WORK ITEM:
An exact copy of the lines from the one containing "Target: twig" through the final line of the records is the only acceptable answer.

DATA TO EXAMINE:
-----

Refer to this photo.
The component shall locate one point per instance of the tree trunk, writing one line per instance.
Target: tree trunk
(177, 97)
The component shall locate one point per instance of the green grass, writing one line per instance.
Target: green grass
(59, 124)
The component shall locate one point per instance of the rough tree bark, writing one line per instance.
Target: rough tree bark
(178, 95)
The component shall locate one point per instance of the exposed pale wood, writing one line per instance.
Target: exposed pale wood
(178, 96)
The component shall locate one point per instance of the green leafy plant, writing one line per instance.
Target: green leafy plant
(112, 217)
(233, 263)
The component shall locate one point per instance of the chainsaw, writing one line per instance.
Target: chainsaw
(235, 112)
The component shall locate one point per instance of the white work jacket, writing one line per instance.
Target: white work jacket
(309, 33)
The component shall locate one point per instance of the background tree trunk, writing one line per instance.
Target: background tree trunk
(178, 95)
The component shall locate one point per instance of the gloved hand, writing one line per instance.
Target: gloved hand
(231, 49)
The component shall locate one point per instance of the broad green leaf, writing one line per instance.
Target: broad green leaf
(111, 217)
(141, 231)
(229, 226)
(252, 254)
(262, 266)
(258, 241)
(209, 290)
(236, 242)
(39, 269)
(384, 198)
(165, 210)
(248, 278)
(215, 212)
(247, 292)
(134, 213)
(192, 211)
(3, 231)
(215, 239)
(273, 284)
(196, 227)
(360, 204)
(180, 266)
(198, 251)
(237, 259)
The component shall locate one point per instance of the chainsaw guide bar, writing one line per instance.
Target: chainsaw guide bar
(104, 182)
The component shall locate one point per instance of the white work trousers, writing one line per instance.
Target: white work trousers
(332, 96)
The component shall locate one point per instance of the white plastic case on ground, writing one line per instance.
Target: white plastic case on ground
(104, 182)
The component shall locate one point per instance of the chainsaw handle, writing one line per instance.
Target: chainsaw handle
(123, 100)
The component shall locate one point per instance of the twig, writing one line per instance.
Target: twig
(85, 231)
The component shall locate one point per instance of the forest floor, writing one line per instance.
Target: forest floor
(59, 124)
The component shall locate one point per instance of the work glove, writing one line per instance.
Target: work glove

-----

RESULT FOR THIS EXERCISE:
Target: twig
(85, 231)
The component shall locate one point per instance of the forest floor, writing one line per instance.
Target: forest floor
(59, 124)
The component shall locate one point per instance of the work glove, writing one line per instance.
Target: work glove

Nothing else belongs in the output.